What the task requires:
Omitting all pictures, print the lines of the listing from the one containing "Pin each instance of the blue scrub" through the final line, both ends included, with no other text.
══════════
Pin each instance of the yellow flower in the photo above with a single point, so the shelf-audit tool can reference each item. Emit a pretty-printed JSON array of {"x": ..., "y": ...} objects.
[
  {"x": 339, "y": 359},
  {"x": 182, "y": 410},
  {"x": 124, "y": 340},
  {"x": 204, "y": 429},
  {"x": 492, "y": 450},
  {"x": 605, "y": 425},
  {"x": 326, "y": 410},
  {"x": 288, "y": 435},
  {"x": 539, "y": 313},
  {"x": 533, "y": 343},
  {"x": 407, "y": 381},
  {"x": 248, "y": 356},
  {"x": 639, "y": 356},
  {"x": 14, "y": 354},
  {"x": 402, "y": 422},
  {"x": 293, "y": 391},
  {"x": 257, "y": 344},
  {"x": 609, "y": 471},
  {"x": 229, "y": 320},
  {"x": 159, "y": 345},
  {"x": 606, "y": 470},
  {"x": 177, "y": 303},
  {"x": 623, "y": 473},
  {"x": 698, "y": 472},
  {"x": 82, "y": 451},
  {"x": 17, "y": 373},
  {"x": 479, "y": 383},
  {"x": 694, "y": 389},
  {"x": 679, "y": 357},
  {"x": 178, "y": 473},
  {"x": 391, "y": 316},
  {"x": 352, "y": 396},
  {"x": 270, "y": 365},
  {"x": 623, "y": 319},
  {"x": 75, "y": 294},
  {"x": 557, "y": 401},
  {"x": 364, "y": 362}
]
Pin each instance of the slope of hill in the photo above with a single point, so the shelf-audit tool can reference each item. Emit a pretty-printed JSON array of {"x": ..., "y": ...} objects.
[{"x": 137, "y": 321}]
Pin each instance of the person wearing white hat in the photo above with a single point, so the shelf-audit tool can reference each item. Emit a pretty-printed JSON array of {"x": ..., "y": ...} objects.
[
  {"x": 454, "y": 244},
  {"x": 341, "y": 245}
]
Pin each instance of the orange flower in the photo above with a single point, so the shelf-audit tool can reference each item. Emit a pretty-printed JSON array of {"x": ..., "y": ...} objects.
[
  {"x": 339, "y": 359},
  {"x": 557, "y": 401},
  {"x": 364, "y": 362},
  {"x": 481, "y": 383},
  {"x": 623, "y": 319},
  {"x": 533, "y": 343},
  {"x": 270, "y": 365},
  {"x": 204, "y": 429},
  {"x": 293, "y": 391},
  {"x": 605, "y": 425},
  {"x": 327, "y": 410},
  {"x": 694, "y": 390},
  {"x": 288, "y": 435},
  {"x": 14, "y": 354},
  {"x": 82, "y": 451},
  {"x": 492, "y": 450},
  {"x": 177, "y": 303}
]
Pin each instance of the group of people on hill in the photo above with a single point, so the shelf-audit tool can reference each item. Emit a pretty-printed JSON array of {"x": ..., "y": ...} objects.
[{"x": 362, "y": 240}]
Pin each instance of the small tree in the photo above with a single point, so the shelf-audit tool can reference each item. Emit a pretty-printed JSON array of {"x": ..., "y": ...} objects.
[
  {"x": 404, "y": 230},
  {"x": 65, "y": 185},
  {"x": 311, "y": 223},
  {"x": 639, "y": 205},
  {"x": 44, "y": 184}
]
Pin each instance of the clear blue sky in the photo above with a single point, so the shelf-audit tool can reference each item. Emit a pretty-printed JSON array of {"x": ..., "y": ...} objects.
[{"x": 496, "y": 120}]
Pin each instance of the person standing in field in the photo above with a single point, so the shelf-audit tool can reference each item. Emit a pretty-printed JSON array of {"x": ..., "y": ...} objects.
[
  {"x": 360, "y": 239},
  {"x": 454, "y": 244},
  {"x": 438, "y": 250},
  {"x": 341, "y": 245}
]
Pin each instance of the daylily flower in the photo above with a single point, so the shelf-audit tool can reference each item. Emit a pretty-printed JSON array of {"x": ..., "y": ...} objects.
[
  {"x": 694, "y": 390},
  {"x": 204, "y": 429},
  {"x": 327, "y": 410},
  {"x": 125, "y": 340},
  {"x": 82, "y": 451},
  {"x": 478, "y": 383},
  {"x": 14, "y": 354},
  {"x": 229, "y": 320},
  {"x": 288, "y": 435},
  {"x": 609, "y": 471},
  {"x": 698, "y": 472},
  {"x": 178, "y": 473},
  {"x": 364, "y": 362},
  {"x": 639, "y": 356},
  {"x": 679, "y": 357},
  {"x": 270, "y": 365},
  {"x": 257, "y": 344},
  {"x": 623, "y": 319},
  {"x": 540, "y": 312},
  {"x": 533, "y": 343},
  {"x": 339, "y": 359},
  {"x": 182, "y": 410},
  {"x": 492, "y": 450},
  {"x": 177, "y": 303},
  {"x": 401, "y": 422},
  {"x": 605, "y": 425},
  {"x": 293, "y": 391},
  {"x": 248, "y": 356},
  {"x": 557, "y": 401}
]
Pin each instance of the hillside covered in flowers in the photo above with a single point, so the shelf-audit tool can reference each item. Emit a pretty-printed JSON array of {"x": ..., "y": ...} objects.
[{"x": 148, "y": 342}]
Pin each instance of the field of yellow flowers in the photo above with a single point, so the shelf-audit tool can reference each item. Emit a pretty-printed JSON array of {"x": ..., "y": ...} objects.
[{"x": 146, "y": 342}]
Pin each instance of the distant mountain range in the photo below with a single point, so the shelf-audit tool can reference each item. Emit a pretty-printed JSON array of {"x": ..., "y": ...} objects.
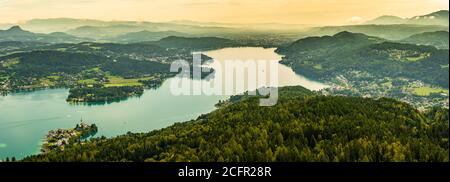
[
  {"x": 390, "y": 32},
  {"x": 436, "y": 18},
  {"x": 16, "y": 33}
]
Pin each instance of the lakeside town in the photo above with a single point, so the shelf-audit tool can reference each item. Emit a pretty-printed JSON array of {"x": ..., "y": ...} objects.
[
  {"x": 60, "y": 138},
  {"x": 361, "y": 84}
]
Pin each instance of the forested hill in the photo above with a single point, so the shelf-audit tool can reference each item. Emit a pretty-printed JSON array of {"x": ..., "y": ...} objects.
[
  {"x": 301, "y": 127},
  {"x": 326, "y": 57}
]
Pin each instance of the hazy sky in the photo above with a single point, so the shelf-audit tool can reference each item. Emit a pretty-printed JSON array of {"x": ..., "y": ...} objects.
[{"x": 236, "y": 11}]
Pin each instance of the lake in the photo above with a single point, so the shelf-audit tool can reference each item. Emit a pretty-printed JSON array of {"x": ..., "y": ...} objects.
[{"x": 26, "y": 117}]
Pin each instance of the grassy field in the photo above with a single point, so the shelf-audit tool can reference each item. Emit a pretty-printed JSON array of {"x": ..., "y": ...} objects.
[{"x": 426, "y": 91}]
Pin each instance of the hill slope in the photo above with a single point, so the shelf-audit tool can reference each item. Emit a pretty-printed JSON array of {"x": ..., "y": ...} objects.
[
  {"x": 302, "y": 128},
  {"x": 329, "y": 56},
  {"x": 435, "y": 18},
  {"x": 438, "y": 39}
]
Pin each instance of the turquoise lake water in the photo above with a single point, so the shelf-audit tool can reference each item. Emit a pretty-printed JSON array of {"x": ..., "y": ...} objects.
[{"x": 26, "y": 117}]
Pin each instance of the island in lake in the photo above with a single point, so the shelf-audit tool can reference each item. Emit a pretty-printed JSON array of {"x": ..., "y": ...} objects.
[{"x": 61, "y": 138}]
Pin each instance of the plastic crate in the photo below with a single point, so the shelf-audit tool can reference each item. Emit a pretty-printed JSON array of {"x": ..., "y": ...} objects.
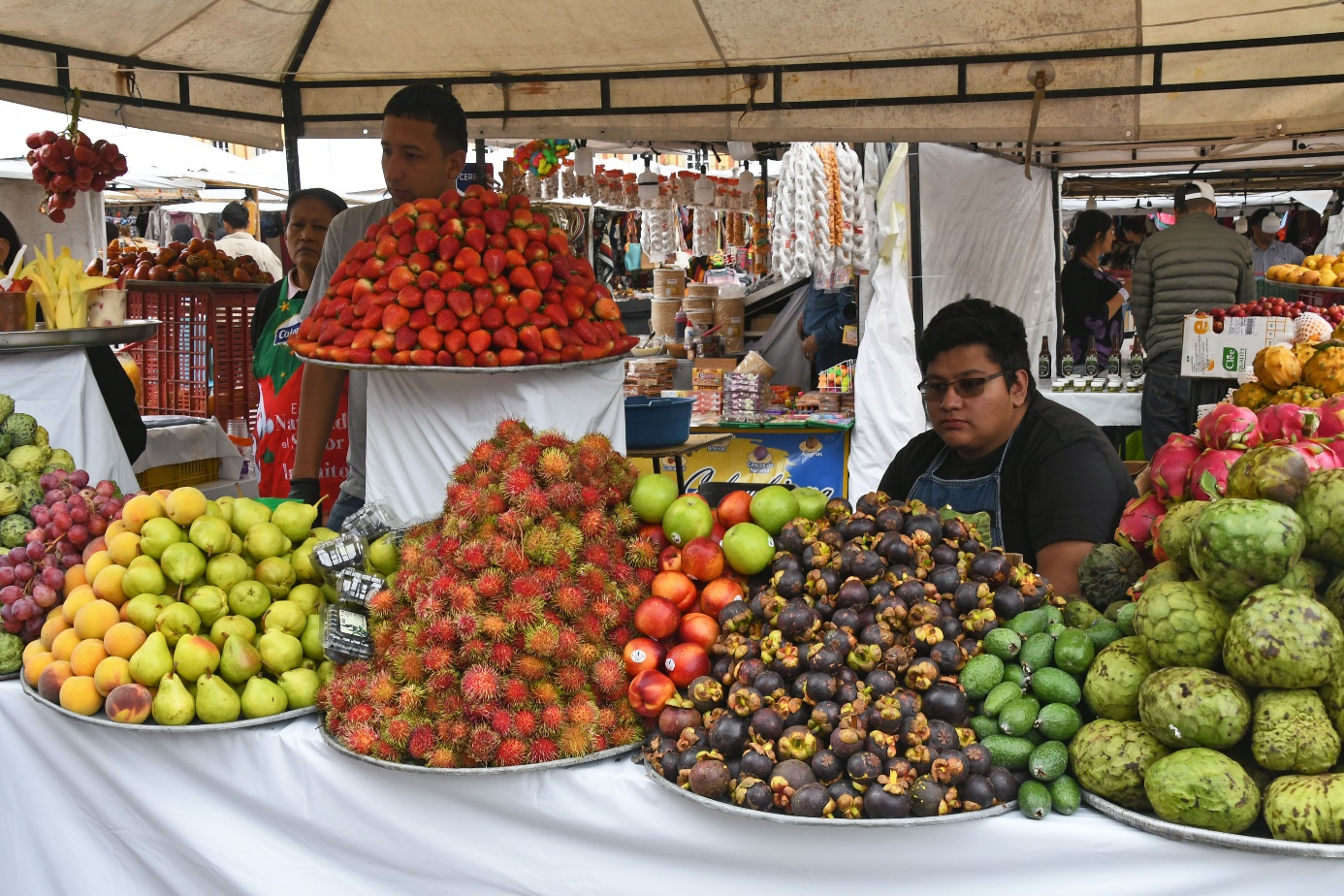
[
  {"x": 199, "y": 363},
  {"x": 173, "y": 476}
]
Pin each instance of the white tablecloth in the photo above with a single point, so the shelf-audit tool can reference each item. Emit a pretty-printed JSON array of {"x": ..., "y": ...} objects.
[
  {"x": 275, "y": 811},
  {"x": 58, "y": 389},
  {"x": 422, "y": 424}
]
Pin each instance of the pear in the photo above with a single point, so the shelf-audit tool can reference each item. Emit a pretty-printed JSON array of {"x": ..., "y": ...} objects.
[
  {"x": 249, "y": 599},
  {"x": 262, "y": 697},
  {"x": 305, "y": 595},
  {"x": 285, "y": 616},
  {"x": 183, "y": 561},
  {"x": 295, "y": 519},
  {"x": 150, "y": 661},
  {"x": 279, "y": 652},
  {"x": 215, "y": 700},
  {"x": 177, "y": 621},
  {"x": 300, "y": 687},
  {"x": 247, "y": 513},
  {"x": 174, "y": 704},
  {"x": 211, "y": 535},
  {"x": 225, "y": 626},
  {"x": 195, "y": 656},
  {"x": 239, "y": 661}
]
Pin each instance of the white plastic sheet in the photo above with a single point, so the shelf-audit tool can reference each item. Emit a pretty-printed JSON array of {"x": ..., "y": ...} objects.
[
  {"x": 58, "y": 389},
  {"x": 422, "y": 424}
]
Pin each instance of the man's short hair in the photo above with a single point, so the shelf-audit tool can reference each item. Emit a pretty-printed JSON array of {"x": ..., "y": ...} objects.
[
  {"x": 974, "y": 321},
  {"x": 431, "y": 102}
]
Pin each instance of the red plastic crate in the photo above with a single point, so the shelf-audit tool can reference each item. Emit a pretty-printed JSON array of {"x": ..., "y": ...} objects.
[{"x": 203, "y": 348}]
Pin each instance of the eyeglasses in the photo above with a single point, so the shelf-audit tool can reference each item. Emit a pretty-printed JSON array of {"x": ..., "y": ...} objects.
[{"x": 969, "y": 387}]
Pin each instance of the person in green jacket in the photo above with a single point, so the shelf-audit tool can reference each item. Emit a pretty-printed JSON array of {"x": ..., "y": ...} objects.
[{"x": 1194, "y": 265}]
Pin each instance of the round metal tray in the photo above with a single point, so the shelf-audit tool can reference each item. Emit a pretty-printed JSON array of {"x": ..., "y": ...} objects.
[
  {"x": 1187, "y": 834},
  {"x": 194, "y": 727},
  {"x": 505, "y": 770},
  {"x": 827, "y": 822},
  {"x": 82, "y": 337},
  {"x": 434, "y": 368}
]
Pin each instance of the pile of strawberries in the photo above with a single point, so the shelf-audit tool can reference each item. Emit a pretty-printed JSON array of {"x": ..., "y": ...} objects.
[{"x": 463, "y": 281}]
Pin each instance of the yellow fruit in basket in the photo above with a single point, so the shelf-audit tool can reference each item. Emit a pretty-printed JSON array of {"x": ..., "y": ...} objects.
[{"x": 1277, "y": 367}]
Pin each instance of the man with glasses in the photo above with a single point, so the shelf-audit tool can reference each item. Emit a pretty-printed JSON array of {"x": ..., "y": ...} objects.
[{"x": 1047, "y": 477}]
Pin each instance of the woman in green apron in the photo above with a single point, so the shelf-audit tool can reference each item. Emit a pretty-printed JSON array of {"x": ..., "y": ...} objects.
[{"x": 278, "y": 372}]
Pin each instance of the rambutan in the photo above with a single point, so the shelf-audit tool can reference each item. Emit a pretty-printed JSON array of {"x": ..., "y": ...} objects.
[{"x": 480, "y": 684}]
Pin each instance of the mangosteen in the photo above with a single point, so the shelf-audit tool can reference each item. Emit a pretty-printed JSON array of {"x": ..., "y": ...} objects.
[
  {"x": 944, "y": 554},
  {"x": 991, "y": 567},
  {"x": 943, "y": 735},
  {"x": 976, "y": 793},
  {"x": 1005, "y": 784},
  {"x": 728, "y": 735},
  {"x": 864, "y": 767},
  {"x": 710, "y": 778}
]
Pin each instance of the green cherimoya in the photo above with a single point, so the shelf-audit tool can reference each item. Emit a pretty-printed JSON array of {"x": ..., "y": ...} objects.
[
  {"x": 1114, "y": 679},
  {"x": 1203, "y": 788},
  {"x": 1110, "y": 759},
  {"x": 1181, "y": 624},
  {"x": 1239, "y": 546},
  {"x": 1194, "y": 708},
  {"x": 1306, "y": 809},
  {"x": 1282, "y": 638},
  {"x": 1322, "y": 508},
  {"x": 1292, "y": 732}
]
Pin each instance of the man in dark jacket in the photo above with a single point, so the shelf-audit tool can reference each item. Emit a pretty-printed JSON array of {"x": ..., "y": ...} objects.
[{"x": 1195, "y": 265}]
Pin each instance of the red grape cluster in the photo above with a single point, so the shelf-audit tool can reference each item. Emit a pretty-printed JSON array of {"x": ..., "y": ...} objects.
[
  {"x": 65, "y": 166},
  {"x": 32, "y": 575}
]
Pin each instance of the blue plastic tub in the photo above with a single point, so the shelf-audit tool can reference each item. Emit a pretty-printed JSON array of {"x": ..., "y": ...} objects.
[{"x": 656, "y": 422}]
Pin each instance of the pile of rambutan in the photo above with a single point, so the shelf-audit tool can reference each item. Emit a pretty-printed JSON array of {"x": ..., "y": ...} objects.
[{"x": 497, "y": 642}]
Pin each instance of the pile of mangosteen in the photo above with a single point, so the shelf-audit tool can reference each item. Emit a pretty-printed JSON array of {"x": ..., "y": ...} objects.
[{"x": 834, "y": 690}]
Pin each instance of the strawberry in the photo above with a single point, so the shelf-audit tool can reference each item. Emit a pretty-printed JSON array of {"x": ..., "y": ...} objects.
[
  {"x": 496, "y": 220},
  {"x": 528, "y": 337},
  {"x": 479, "y": 340},
  {"x": 396, "y": 317}
]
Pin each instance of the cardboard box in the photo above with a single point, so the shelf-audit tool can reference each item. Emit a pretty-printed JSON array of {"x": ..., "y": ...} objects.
[{"x": 1230, "y": 354}]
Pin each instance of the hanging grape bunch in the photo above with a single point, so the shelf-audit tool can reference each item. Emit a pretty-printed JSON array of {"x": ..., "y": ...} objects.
[{"x": 67, "y": 163}]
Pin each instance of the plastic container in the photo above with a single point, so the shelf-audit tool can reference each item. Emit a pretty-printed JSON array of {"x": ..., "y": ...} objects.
[{"x": 656, "y": 422}]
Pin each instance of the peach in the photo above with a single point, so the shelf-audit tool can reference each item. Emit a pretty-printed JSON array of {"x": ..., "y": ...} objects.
[
  {"x": 80, "y": 694},
  {"x": 96, "y": 618},
  {"x": 122, "y": 640},
  {"x": 86, "y": 656},
  {"x": 111, "y": 675},
  {"x": 51, "y": 679},
  {"x": 129, "y": 704},
  {"x": 65, "y": 644}
]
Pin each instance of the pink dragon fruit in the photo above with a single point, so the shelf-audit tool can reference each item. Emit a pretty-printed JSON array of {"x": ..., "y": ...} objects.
[
  {"x": 1169, "y": 470},
  {"x": 1288, "y": 422},
  {"x": 1330, "y": 417},
  {"x": 1229, "y": 426},
  {"x": 1215, "y": 463},
  {"x": 1137, "y": 522}
]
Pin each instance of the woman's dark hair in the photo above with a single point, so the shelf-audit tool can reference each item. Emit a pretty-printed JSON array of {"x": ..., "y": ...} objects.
[
  {"x": 437, "y": 107},
  {"x": 324, "y": 196},
  {"x": 974, "y": 321},
  {"x": 1087, "y": 227}
]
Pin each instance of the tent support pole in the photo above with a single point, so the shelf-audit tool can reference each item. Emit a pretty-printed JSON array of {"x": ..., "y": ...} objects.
[{"x": 915, "y": 248}]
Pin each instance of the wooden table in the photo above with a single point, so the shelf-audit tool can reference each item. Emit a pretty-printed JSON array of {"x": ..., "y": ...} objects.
[{"x": 678, "y": 452}]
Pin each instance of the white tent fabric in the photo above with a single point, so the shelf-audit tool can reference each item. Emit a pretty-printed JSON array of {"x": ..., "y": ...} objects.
[{"x": 969, "y": 246}]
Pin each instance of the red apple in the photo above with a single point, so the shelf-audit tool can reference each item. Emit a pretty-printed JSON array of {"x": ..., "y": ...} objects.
[
  {"x": 656, "y": 617},
  {"x": 686, "y": 662},
  {"x": 702, "y": 559}
]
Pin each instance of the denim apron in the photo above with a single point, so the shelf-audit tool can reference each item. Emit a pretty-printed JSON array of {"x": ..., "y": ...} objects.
[{"x": 964, "y": 496}]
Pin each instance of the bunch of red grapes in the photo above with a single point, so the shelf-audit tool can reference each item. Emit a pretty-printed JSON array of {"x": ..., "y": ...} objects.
[
  {"x": 34, "y": 574},
  {"x": 65, "y": 164}
]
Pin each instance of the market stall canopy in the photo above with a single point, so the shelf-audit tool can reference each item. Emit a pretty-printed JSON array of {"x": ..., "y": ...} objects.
[{"x": 919, "y": 70}]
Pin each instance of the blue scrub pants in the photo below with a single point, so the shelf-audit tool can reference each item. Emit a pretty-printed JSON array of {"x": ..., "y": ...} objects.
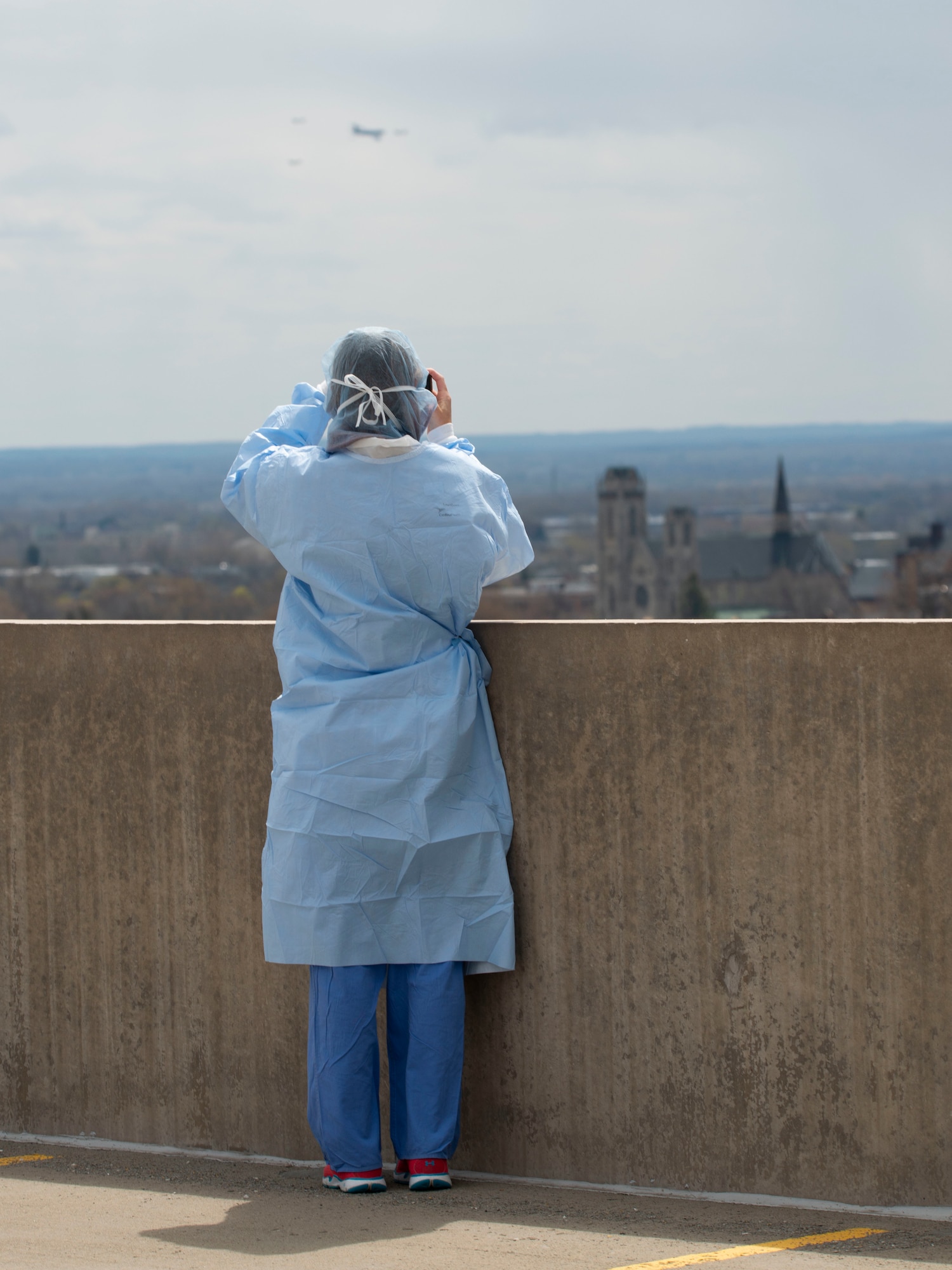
[{"x": 426, "y": 1008}]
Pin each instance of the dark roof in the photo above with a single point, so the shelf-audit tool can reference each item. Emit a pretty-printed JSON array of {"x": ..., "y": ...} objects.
[{"x": 751, "y": 558}]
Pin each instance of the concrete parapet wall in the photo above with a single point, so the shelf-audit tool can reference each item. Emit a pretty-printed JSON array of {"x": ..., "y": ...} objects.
[{"x": 732, "y": 867}]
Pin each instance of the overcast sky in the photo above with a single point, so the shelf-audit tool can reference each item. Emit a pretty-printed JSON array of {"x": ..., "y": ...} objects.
[{"x": 601, "y": 217}]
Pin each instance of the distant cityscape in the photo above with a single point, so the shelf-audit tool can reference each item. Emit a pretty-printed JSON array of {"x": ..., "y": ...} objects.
══════════
Answer to this problem:
Pin each instance of the blue scrub pants in the photo below with a single point, so the shelf-audit tool can reference each item. Emit a pretty-printed JSON array of {"x": ..., "y": ...} objects.
[{"x": 426, "y": 1008}]
Pin each instance of the dark roof in the photo above with a single point, so the shelf-audit tool can reference each item. Emit a pretty-printed JSON array of {"x": ..., "y": ...} objects.
[{"x": 751, "y": 558}]
Pin each instance of the concrete parapet wall in the photo above with a single point, so the shelf-audit tool can reference each item. Emit a pretty-printed JSON array of {"x": ..., "y": ...} objects.
[{"x": 732, "y": 867}]
Pin each instance of the overcast sky in the photo above with a single point, so the shelf-audit tool can reference each item. Emit a pretty-printed JSON array of {"x": ..., "y": ...} objects.
[{"x": 601, "y": 217}]
Pin each instance of the distant cityscape in the photo above with a single point, so the shelf-audit tool can reference each item. Emit a pretty-printed JSON array of {"x": ..., "y": ...} objects.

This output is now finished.